» **Task prompt**
Report back every line below that carries the word "green".

Start of Input material

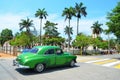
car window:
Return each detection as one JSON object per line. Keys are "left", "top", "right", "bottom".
{"left": 29, "top": 48, "right": 38, "bottom": 53}
{"left": 56, "top": 49, "right": 63, "bottom": 55}
{"left": 45, "top": 49, "right": 54, "bottom": 55}
{"left": 22, "top": 49, "right": 30, "bottom": 53}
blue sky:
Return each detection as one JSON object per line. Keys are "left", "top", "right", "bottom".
{"left": 0, "top": 0, "right": 119, "bottom": 39}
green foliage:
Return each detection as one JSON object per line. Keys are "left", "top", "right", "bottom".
{"left": 75, "top": 2, "right": 87, "bottom": 18}
{"left": 106, "top": 2, "right": 120, "bottom": 39}
{"left": 64, "top": 26, "right": 73, "bottom": 35}
{"left": 116, "top": 42, "right": 120, "bottom": 52}
{"left": 10, "top": 32, "right": 37, "bottom": 47}
{"left": 91, "top": 21, "right": 103, "bottom": 37}
{"left": 14, "top": 32, "right": 20, "bottom": 37}
{"left": 62, "top": 7, "right": 76, "bottom": 50}
{"left": 19, "top": 18, "right": 34, "bottom": 34}
{"left": 35, "top": 8, "right": 48, "bottom": 19}
{"left": 73, "top": 34, "right": 110, "bottom": 51}
{"left": 73, "top": 34, "right": 91, "bottom": 48}
{"left": 64, "top": 26, "right": 73, "bottom": 42}
{"left": 73, "top": 34, "right": 91, "bottom": 55}
{"left": 91, "top": 38, "right": 101, "bottom": 47}
{"left": 42, "top": 36, "right": 65, "bottom": 46}
{"left": 109, "top": 39, "right": 116, "bottom": 49}
{"left": 75, "top": 2, "right": 87, "bottom": 35}
{"left": 35, "top": 8, "right": 48, "bottom": 45}
{"left": 43, "top": 20, "right": 64, "bottom": 45}
{"left": 62, "top": 7, "right": 76, "bottom": 21}
{"left": 97, "top": 41, "right": 108, "bottom": 49}
{"left": 43, "top": 21, "right": 59, "bottom": 37}
{"left": 106, "top": 2, "right": 120, "bottom": 51}
{"left": 43, "top": 21, "right": 65, "bottom": 45}
{"left": 0, "top": 28, "right": 13, "bottom": 46}
{"left": 18, "top": 18, "right": 36, "bottom": 47}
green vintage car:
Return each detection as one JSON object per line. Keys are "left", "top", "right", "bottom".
{"left": 13, "top": 46, "right": 77, "bottom": 72}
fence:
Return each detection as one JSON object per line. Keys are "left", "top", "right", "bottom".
{"left": 0, "top": 46, "right": 22, "bottom": 56}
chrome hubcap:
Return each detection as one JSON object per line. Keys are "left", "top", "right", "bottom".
{"left": 36, "top": 64, "right": 44, "bottom": 72}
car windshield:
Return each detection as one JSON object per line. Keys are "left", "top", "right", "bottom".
{"left": 22, "top": 49, "right": 30, "bottom": 53}
{"left": 29, "top": 48, "right": 38, "bottom": 53}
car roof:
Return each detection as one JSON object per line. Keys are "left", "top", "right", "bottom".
{"left": 34, "top": 46, "right": 61, "bottom": 54}
{"left": 34, "top": 46, "right": 60, "bottom": 49}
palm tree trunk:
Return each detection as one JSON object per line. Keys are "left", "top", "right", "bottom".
{"left": 77, "top": 18, "right": 79, "bottom": 35}
{"left": 108, "top": 33, "right": 110, "bottom": 54}
{"left": 68, "top": 19, "right": 71, "bottom": 51}
{"left": 40, "top": 19, "right": 42, "bottom": 45}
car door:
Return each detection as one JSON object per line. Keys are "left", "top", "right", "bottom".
{"left": 44, "top": 49, "right": 56, "bottom": 67}
{"left": 55, "top": 49, "right": 67, "bottom": 66}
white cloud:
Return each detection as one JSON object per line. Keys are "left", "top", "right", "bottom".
{"left": 0, "top": 13, "right": 114, "bottom": 40}
{"left": 0, "top": 12, "right": 30, "bottom": 34}
{"left": 54, "top": 16, "right": 108, "bottom": 39}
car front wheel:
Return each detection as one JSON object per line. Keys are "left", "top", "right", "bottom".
{"left": 70, "top": 60, "right": 75, "bottom": 67}
{"left": 35, "top": 63, "right": 45, "bottom": 73}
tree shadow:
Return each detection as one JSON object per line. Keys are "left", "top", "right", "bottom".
{"left": 15, "top": 65, "right": 80, "bottom": 75}
{"left": 114, "top": 58, "right": 120, "bottom": 60}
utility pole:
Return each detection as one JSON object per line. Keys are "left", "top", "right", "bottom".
{"left": 108, "top": 33, "right": 110, "bottom": 54}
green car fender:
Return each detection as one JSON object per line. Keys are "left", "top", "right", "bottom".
{"left": 23, "top": 57, "right": 48, "bottom": 68}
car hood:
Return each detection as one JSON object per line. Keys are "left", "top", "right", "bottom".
{"left": 64, "top": 52, "right": 72, "bottom": 55}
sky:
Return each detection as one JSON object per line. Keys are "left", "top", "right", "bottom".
{"left": 0, "top": 0, "right": 119, "bottom": 40}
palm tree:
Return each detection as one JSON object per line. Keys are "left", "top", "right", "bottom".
{"left": 62, "top": 7, "right": 76, "bottom": 50}
{"left": 43, "top": 21, "right": 59, "bottom": 37}
{"left": 19, "top": 18, "right": 34, "bottom": 48}
{"left": 91, "top": 21, "right": 103, "bottom": 38}
{"left": 35, "top": 8, "right": 48, "bottom": 45}
{"left": 64, "top": 26, "right": 73, "bottom": 42}
{"left": 19, "top": 18, "right": 34, "bottom": 34}
{"left": 75, "top": 2, "right": 87, "bottom": 35}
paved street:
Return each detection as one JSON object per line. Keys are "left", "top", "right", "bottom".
{"left": 77, "top": 54, "right": 120, "bottom": 70}
{"left": 0, "top": 54, "right": 120, "bottom": 80}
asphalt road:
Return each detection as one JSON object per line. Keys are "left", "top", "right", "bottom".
{"left": 0, "top": 54, "right": 120, "bottom": 80}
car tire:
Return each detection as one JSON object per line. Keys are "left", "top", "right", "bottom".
{"left": 70, "top": 60, "right": 75, "bottom": 67}
{"left": 35, "top": 63, "right": 45, "bottom": 73}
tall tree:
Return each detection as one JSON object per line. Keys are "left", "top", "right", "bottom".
{"left": 64, "top": 26, "right": 73, "bottom": 42}
{"left": 35, "top": 8, "right": 48, "bottom": 45}
{"left": 19, "top": 18, "right": 34, "bottom": 47}
{"left": 19, "top": 18, "right": 34, "bottom": 34}
{"left": 43, "top": 21, "right": 59, "bottom": 37}
{"left": 106, "top": 2, "right": 120, "bottom": 40}
{"left": 73, "top": 34, "right": 91, "bottom": 55}
{"left": 43, "top": 21, "right": 64, "bottom": 45}
{"left": 91, "top": 21, "right": 103, "bottom": 38}
{"left": 75, "top": 2, "right": 87, "bottom": 35}
{"left": 0, "top": 28, "right": 13, "bottom": 46}
{"left": 62, "top": 7, "right": 76, "bottom": 50}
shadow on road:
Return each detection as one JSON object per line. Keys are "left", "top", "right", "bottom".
{"left": 114, "top": 58, "right": 120, "bottom": 60}
{"left": 15, "top": 65, "right": 80, "bottom": 75}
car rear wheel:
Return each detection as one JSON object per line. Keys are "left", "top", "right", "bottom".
{"left": 35, "top": 63, "right": 45, "bottom": 73}
{"left": 70, "top": 60, "right": 75, "bottom": 67}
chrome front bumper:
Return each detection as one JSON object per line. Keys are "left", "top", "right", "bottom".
{"left": 13, "top": 60, "right": 30, "bottom": 68}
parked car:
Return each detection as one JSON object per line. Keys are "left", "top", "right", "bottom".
{"left": 13, "top": 46, "right": 77, "bottom": 72}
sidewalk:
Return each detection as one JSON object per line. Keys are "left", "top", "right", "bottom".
{"left": 76, "top": 53, "right": 120, "bottom": 61}
{"left": 0, "top": 53, "right": 16, "bottom": 58}
{"left": 76, "top": 55, "right": 97, "bottom": 61}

End of Input material

» **Written answer**
green foliage:
green vintage car:
green car fender:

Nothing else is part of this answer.